→ What you need to do: Copy each of these items word for word, leaving out the pictures.

Point labeling examples:
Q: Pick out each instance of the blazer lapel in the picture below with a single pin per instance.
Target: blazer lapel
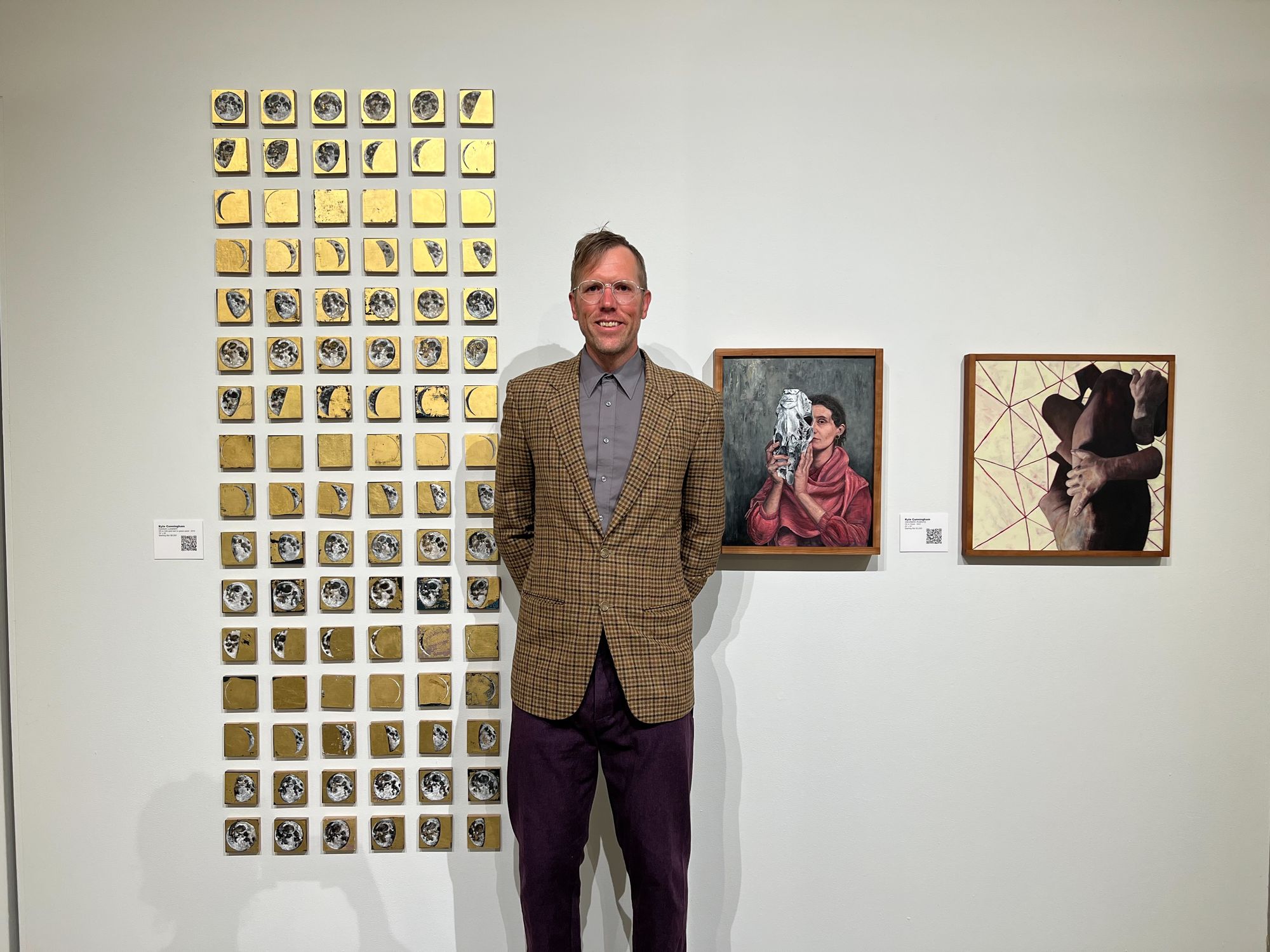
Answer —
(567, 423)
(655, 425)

→ Full output:
Q: Pick out each instance of the blazer lapel in the picture below with a single pin per instance.
Target: blazer lapel
Answer —
(567, 423)
(655, 425)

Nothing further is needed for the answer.